══ TASK INPUT ══
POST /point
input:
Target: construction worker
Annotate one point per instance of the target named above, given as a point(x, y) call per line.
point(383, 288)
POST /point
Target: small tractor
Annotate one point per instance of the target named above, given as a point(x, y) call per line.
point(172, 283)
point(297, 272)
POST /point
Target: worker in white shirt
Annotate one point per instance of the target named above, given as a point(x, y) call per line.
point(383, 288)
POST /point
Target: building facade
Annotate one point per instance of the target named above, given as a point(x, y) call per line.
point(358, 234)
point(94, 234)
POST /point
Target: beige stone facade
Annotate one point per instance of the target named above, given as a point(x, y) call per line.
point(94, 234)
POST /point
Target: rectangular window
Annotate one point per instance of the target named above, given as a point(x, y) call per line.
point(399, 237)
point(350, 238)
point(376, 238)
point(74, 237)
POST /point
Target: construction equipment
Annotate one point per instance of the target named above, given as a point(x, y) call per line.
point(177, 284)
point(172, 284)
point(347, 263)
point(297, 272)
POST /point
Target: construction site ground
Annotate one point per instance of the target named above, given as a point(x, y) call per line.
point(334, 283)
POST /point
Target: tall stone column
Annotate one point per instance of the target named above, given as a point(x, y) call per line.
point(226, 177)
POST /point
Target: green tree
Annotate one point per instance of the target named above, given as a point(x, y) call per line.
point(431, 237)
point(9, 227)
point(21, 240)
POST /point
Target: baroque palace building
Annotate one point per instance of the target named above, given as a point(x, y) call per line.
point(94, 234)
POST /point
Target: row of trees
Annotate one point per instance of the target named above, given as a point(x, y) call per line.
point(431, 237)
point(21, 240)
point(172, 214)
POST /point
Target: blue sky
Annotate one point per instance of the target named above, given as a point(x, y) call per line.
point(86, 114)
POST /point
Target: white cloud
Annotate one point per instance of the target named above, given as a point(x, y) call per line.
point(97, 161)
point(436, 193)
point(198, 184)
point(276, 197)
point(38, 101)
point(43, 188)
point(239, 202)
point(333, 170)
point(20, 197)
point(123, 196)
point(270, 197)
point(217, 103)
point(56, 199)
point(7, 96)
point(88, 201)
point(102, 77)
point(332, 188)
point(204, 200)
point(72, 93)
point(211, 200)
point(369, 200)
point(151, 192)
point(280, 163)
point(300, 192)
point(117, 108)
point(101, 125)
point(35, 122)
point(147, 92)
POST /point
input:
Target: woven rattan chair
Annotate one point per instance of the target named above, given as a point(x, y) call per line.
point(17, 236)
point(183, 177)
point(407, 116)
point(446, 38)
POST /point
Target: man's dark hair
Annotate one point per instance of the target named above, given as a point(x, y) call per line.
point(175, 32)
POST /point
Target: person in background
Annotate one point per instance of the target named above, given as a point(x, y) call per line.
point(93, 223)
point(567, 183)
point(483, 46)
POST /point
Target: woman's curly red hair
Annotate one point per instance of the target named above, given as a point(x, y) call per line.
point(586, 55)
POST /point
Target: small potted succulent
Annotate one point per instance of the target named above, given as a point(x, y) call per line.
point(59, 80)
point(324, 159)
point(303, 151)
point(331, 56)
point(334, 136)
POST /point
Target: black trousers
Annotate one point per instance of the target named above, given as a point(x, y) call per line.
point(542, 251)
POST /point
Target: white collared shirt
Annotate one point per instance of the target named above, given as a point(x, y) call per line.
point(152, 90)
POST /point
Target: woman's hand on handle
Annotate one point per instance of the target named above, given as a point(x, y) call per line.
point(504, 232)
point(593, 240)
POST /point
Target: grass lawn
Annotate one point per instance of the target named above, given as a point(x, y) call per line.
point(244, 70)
═══
# [ABOUT THIS EXERCISE]
Reproduce exactly the lines above from the line with "Target: construction site ground" to the line with "Target: green tree", including both, and add nothing.

# [SOLVED EXERCISE]
Target: construction site ground
Annotate one point per instance of the target named above, given as a point(x, y) call per line.
point(334, 283)
POST /point
Target: tall stone column
Annotate one point per instance of the target named above, given as a point(x, y) call per line.
point(226, 177)
POST /point
Target: green tree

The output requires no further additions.